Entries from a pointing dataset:
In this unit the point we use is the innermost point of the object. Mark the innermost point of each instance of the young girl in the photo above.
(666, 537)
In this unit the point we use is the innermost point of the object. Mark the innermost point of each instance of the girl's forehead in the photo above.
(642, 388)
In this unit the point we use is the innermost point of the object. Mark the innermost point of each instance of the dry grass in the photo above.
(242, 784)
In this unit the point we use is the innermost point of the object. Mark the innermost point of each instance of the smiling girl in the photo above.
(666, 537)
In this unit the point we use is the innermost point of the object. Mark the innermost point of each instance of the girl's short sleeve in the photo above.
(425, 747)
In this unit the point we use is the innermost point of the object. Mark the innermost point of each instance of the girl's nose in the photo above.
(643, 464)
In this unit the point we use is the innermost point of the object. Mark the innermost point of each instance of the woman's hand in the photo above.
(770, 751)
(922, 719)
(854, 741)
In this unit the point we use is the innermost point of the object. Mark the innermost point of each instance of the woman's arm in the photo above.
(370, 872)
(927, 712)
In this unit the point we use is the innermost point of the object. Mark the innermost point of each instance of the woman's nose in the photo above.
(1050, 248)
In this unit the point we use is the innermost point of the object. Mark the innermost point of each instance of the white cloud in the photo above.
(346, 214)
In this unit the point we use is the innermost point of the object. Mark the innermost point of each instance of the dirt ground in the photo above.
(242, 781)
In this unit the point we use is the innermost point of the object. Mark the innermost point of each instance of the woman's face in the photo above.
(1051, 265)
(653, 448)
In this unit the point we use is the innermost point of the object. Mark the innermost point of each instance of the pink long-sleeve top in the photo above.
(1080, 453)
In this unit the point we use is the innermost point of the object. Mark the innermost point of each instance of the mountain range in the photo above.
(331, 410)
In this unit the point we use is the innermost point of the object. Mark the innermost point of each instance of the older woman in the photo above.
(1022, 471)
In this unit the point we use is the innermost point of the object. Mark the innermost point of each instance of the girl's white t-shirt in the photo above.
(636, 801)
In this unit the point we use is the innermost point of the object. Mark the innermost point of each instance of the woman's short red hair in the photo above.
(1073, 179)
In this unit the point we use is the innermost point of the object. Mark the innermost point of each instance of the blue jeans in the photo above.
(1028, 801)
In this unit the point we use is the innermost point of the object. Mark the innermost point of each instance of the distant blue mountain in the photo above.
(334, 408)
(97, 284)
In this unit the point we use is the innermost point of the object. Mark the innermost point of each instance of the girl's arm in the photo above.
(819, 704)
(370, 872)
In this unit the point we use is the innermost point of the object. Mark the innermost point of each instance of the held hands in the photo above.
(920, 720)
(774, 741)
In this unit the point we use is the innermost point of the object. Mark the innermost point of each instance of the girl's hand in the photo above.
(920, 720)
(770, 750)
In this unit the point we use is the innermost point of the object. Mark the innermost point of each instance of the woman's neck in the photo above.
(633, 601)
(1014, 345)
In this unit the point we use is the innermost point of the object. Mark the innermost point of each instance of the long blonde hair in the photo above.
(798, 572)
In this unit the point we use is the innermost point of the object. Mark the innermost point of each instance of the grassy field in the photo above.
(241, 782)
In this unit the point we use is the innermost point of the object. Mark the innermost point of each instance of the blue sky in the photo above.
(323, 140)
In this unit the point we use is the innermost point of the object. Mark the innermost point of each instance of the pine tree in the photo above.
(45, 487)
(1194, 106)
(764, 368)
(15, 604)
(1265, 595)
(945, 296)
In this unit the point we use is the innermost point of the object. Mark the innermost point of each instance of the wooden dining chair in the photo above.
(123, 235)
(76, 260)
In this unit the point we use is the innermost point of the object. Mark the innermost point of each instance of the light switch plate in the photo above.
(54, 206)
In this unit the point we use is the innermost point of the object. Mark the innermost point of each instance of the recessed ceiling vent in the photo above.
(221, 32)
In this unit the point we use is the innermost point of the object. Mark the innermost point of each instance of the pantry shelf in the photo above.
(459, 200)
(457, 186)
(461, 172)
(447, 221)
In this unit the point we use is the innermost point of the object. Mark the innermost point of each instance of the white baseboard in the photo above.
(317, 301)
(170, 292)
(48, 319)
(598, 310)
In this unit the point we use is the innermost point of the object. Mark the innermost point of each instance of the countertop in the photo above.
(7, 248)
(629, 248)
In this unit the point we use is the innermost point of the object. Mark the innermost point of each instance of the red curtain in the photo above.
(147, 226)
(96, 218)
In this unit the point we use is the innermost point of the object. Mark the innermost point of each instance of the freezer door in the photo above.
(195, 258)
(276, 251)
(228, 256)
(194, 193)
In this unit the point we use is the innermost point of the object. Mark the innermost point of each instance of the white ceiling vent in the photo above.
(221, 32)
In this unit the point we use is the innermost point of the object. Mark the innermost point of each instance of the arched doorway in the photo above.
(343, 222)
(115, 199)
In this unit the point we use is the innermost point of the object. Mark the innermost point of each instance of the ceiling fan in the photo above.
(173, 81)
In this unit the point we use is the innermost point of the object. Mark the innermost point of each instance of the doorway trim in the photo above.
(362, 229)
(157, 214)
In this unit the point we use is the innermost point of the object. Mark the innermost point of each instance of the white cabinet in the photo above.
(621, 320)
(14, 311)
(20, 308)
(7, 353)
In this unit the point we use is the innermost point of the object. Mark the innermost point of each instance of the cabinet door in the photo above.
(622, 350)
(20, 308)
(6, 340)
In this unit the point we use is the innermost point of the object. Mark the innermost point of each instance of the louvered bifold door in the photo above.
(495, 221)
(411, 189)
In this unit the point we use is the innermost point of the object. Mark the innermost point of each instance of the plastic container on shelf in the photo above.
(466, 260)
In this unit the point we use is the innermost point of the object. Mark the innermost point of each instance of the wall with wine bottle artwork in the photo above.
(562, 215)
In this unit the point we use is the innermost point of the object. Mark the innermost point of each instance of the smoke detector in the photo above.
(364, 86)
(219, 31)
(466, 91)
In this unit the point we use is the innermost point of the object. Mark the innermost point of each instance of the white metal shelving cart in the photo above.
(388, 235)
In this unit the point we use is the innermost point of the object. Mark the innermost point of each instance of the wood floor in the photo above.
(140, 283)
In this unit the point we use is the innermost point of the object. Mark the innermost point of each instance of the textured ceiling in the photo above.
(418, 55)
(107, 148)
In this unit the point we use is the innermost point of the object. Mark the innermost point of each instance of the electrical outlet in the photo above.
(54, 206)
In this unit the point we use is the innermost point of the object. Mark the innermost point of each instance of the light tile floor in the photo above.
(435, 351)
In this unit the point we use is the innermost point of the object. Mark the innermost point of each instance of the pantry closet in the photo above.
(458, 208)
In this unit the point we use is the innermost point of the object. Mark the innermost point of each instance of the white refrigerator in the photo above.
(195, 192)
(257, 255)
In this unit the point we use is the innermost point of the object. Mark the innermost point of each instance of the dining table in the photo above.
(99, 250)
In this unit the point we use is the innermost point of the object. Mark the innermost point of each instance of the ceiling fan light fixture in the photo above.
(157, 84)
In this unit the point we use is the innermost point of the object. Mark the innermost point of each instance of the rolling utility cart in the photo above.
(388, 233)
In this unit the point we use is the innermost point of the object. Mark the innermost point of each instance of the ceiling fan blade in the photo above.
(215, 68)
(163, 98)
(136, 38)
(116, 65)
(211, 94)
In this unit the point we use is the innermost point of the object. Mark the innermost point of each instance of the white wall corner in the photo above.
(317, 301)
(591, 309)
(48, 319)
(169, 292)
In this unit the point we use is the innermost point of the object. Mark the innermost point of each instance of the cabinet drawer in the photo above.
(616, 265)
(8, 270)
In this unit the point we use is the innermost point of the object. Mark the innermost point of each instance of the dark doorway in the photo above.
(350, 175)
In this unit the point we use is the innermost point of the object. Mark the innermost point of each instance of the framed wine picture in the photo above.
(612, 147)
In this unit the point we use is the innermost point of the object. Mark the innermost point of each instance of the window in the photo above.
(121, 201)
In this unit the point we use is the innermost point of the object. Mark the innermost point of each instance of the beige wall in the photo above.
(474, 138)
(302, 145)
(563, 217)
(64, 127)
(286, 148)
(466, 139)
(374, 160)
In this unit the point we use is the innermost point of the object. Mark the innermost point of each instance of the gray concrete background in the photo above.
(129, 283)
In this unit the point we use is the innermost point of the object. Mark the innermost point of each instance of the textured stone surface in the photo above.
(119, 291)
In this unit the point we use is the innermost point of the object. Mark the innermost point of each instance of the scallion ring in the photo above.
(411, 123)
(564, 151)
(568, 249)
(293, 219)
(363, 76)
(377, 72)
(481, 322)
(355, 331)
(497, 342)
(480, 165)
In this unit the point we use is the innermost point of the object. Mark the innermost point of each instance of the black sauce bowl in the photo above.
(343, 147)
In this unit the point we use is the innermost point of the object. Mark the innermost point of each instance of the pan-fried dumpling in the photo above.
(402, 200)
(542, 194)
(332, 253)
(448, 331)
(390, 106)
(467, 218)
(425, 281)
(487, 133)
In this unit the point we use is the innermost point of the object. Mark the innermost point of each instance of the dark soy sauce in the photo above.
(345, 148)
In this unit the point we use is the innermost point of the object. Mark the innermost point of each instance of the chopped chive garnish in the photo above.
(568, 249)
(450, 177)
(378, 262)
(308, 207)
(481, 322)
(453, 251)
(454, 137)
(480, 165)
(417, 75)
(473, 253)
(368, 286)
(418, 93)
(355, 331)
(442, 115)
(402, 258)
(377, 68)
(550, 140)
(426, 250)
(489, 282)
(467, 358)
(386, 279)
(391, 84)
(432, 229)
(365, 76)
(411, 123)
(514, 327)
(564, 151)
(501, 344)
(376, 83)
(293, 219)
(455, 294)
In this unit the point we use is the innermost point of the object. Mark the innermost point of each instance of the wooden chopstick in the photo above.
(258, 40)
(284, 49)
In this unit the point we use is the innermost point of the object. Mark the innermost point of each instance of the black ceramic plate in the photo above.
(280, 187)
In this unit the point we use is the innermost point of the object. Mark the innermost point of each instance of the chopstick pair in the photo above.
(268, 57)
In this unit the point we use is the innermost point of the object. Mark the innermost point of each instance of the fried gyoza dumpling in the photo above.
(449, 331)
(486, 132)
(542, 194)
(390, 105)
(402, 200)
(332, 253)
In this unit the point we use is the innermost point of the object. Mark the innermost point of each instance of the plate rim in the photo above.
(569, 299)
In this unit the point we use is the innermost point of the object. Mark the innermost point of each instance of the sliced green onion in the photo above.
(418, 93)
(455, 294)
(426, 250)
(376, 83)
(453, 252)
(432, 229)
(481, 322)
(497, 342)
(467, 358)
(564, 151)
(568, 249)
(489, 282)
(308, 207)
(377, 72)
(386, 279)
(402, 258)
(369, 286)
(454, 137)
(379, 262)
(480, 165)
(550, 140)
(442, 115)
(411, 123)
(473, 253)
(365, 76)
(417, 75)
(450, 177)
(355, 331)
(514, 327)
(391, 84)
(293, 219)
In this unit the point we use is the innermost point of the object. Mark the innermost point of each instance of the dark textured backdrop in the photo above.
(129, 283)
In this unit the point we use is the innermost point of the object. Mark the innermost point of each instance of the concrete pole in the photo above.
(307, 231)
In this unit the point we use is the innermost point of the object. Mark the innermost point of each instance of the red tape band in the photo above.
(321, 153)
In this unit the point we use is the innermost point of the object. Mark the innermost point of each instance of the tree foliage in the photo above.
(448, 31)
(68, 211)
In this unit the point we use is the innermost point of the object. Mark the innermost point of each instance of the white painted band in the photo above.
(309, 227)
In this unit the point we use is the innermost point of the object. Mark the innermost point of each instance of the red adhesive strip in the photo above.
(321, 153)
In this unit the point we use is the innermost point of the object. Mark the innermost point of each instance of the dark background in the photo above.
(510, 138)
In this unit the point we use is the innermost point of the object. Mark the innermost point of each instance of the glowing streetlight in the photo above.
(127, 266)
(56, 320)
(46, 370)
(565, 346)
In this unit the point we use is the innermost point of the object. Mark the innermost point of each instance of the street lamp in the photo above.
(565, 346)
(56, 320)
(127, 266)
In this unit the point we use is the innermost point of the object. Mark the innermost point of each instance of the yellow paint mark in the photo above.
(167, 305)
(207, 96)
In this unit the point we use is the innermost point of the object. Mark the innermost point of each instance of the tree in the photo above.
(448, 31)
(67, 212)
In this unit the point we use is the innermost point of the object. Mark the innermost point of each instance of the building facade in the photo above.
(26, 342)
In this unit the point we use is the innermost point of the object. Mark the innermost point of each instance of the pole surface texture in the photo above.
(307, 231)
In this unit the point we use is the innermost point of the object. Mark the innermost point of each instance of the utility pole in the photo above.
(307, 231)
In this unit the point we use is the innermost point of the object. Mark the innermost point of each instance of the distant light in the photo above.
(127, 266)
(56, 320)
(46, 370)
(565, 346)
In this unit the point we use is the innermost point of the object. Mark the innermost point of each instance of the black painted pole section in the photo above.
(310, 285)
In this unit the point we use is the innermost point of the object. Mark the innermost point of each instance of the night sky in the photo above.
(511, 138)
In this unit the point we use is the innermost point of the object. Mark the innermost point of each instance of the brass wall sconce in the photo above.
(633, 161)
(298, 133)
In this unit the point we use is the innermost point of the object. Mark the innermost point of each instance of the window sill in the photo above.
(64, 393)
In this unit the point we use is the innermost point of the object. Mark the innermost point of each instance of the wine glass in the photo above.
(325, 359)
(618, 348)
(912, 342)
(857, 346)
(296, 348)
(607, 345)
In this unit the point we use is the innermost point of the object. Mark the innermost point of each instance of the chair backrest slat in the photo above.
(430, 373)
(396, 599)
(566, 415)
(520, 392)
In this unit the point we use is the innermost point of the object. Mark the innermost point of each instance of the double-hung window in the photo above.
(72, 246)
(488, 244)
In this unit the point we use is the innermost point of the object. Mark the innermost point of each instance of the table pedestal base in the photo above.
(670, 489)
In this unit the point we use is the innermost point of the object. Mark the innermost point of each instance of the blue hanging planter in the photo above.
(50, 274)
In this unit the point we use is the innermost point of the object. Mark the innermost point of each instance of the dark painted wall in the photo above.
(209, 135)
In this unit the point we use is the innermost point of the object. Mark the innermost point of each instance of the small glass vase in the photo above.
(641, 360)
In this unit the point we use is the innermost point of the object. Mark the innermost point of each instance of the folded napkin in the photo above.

-- JOB --
Give again only the lines of the material above that run from the one with "double-hung window in the photo above." through the end, both included, exactly as they appear.

-- TASK OUTPUT --
In this unit the point we use is the innermost point of the object. Mark the innermost point of each instance of the double-hung window in the photo above.
(72, 246)
(488, 244)
In this unit the point we use is the innermost point of the object. Mark the innermost point of each instance of the table pedestal base in the photo above.
(670, 489)
In this unit the point we use is the innermost point of the object. Mark the innermost point of each instance of the blue hanging planter in the photo above.
(50, 274)
In this unit the point we use is the innermost point of the object. Mark the innermost point of each instance of the dark painted wall in the photo above.
(209, 135)
In this unit the point we use is the innermost point of the object. Mark the innermost point of each instance of the small glass vase in the photo above.
(641, 360)
In this unit the point we use is the innermost point of the object. Mark the innermost point of each instance of the folded napkin in the photo above.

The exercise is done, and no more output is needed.